TO BE DONE.
**a.** Write out the message below on SQL standards, starting with "http://troels.arvin.dk/db/rdbms/#select-limit" and going on through "in this case.".
**b.** In the SQL standards message below, what does the writer name as the standard way to do what LIMIT does?
**c.** Continue the message on SQL standards and DB2, shown below, from the point where it stops.
-- Start of PASSAGE SHOWN --
On Wed, Jan 14, 2009 at 6:10 PM, Roan Kattouw <roan.katt...@home.nl> wrote:
> So DB2 renames LIMIT $n to something else and doesn't even implement
> offset handling, even though both are in the SQL specification?

LIMIT/OFFSET are completely nonstandard.  See, e.g., this Google
result confirms this:

http://troels.arvin.dk/db/rdbms/#select-limit

FETCH FIRST n ROWS ONLY is the standard way, not LIMIT.  A lot of
stuff that you take for granted in MySQL is completely nonstandard --
REPLACE INTO... and INSERT IGNORE INTO... are two other major
examples.

As a general rule, SQL seems to be such a terrible, slowly developed,
impractical standard that a typical app doesn't implement most of what
it says to do and implements a metric ton of things that it doesn't
mention.  Which is why we need such a complicated abstraction layer in
the first place.  Ideally we could just write in standard SQL with the
occasional minor workaround, the way we write standard HTML and CSS
and so on, but real life doesn't seem to work that way in this case.

> What do you mean DB2 "doesn't have them"? FORCE INDEX isn't supported in
> DB2? Then unless its index choosing algorithm is extremely good, it
> won't be able to run certain queries with satisfactory efficiency.
-- End of PASSAGE SHOWN --
-- Start of EXTRACTED ENTRIES --
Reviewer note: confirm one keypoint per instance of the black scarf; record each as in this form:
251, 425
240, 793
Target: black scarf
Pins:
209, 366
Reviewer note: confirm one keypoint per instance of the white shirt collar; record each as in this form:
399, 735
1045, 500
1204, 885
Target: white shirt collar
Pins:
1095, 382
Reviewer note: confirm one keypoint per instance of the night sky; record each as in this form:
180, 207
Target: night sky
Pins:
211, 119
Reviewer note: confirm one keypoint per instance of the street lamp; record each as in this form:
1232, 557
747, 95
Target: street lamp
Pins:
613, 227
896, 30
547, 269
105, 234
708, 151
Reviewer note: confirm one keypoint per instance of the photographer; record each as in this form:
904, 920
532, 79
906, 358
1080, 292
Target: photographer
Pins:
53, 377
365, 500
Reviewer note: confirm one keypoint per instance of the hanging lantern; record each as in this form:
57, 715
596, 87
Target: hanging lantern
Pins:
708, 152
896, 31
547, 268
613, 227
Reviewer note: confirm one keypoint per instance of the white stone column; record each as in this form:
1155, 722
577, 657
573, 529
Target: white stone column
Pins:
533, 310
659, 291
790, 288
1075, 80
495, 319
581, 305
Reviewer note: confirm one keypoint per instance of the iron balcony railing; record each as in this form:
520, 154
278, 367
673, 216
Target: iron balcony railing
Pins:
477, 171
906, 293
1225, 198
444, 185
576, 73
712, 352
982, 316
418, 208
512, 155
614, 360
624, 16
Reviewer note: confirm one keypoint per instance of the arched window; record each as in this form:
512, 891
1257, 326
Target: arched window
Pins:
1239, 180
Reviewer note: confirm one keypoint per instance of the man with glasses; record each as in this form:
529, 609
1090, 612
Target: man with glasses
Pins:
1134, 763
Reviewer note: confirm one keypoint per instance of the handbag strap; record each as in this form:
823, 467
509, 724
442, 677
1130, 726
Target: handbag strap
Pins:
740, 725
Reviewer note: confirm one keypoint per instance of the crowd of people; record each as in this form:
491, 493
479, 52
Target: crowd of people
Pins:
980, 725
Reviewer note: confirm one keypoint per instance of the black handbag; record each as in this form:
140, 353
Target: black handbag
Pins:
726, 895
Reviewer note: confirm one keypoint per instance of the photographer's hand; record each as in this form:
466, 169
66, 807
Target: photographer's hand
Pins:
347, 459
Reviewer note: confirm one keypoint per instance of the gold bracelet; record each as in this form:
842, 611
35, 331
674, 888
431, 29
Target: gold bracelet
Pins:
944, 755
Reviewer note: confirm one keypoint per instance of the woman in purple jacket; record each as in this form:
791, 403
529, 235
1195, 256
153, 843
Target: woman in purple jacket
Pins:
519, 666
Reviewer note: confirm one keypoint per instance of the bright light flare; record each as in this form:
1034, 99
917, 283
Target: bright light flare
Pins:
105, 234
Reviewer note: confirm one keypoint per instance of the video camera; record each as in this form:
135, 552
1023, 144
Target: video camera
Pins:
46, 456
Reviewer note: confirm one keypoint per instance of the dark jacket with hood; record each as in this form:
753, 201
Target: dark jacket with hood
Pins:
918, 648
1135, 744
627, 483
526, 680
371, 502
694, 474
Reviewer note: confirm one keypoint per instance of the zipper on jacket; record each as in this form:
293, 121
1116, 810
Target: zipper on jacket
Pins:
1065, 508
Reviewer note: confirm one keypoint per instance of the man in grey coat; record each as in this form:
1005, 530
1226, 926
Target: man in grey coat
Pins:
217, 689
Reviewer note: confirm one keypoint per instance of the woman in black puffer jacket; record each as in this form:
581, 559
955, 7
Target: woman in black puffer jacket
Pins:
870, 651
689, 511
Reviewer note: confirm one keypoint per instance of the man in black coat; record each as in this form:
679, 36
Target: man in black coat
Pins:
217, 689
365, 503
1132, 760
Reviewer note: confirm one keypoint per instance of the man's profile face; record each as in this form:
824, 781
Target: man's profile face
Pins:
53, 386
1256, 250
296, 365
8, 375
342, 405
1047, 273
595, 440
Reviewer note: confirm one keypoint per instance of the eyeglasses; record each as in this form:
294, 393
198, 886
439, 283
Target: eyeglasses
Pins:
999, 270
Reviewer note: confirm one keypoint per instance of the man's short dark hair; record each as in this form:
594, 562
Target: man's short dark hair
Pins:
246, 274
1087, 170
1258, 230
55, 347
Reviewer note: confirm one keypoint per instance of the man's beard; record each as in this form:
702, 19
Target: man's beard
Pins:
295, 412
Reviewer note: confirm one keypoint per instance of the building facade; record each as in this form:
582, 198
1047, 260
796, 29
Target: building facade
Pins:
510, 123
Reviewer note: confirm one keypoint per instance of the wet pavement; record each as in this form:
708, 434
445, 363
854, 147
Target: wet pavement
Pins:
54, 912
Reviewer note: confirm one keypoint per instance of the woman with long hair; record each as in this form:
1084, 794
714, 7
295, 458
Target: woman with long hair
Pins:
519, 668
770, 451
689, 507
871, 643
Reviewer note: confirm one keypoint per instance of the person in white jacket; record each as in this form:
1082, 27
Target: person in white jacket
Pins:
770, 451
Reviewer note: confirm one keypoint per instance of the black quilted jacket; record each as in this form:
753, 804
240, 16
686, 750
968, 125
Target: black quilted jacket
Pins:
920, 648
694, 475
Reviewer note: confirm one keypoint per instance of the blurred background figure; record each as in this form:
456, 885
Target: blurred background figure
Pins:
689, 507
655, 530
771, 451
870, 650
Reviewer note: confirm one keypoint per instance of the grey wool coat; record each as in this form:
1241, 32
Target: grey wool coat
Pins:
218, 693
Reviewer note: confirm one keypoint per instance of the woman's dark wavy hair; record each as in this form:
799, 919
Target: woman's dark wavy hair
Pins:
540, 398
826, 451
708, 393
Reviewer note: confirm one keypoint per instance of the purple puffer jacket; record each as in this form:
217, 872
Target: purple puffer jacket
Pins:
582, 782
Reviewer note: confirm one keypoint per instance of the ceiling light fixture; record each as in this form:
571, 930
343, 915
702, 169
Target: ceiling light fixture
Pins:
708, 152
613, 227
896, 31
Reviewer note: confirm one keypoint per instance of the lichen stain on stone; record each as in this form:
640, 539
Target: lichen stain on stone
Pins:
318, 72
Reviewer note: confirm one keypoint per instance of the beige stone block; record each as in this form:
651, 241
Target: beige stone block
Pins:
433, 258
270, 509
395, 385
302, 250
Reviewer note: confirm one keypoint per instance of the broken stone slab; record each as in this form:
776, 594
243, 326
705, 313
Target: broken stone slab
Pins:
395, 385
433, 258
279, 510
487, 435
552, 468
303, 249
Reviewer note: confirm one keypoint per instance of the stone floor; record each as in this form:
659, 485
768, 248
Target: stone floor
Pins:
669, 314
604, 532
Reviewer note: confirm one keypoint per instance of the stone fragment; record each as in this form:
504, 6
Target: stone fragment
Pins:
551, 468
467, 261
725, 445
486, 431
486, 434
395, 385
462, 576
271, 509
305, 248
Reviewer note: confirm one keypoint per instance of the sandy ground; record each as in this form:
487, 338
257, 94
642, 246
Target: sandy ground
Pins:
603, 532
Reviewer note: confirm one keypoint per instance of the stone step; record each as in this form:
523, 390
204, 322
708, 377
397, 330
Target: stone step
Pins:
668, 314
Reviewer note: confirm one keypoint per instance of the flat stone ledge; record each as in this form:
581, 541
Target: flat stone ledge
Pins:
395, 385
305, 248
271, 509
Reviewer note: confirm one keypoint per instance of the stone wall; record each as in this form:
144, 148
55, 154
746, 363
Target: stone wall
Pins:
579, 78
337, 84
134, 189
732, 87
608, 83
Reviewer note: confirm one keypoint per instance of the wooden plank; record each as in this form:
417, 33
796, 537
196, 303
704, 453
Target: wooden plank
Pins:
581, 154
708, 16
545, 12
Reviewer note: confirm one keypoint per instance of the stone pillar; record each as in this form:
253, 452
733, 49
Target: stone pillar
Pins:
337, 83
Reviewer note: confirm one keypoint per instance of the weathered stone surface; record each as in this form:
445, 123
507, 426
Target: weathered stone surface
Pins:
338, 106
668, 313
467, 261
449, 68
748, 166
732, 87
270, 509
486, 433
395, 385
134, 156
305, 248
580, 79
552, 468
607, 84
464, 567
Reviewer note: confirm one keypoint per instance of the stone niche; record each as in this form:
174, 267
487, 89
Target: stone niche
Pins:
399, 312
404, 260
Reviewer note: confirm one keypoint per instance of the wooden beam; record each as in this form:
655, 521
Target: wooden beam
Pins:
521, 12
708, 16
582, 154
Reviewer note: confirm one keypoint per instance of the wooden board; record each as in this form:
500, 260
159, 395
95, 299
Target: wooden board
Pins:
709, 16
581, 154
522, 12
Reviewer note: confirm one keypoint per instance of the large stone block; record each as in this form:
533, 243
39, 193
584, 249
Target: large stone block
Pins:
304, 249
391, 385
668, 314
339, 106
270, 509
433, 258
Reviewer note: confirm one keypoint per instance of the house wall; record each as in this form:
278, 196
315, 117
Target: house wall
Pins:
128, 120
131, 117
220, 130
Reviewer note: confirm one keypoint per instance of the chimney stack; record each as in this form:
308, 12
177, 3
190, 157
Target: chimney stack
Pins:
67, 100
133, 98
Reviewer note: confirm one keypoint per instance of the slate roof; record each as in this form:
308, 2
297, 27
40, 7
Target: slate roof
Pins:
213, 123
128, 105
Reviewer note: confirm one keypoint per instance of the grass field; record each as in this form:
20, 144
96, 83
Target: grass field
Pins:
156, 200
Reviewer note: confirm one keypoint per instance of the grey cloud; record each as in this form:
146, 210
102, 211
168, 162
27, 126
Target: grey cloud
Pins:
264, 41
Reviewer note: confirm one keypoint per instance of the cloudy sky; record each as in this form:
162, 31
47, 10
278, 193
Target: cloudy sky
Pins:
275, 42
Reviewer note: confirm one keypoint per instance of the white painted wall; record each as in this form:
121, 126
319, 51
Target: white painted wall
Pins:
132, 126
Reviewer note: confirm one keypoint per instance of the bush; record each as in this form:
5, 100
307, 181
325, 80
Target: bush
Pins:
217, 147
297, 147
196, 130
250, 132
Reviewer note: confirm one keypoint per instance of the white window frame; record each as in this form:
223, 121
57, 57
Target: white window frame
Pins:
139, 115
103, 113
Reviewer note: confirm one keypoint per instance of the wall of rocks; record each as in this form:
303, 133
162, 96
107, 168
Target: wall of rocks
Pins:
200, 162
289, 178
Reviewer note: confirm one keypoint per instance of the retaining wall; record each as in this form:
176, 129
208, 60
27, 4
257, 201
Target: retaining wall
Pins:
-- End of EXTRACTED ENTRIES --
ANSWERS GIVEN.
**a.**
http://troels.arvin.dk/db/rdbms/#select-limit

FETCH FIRST n ROWS ONLY is the standard way, not LIMIT.  A lot of
stuff that you take for granted in MySQL is completely nonstandard --
REPLACE INTO... and INSERT IGNORE INTO... are two other major
examples.

As a general rule, SQL seems to be such a terrible, slowly developed,
impractical standard that a typical app doesn't implement most of what
it says to do and implements a metric ton of things that it doesn't
mention.  Which is why we need such a complicated abstraction layer in
the first place.  Ideally we could just write in standard SQL with the
occasional minor workaround, the way we write standard HTML and CSS
and so on, but real life doesn't seem to work that way in this case.

**b.** FETCH FIRST n ROWS ONLY

**c.**
My impression is that MySQL is completely stupid when it comes to
choosing indexes.  Most other serious databases are much smarter and
don't need babysitting.  Our pgsql wrapper also doesn't implement
this.  I don't think anything does other than DatabaseMysql.

Index behavior is very database-dependent -- even if other DBs did
implement forcing a particular index, they probably wouldn't need to
force the same indexes in the same cases.  They might not even *have*
the same indexes.  I know our pgsql schema doesn't have the same
indexes as MySQL in most cases: it often can make do with fewer,
because of its ability to do things like take intersections of
multiple indexes efficiently, or even retrieve by one index and order
by another.

> You shouldn't rename indices like that, because index names are used in
> FORCE INDEX clauses (oh wait, but they weren't supported, right?)

Right.  pgsql also renames indexes (because as noted, it doesn't use
the same ones).  I'd imagine the same is true for the other DBs we
support or semi-support.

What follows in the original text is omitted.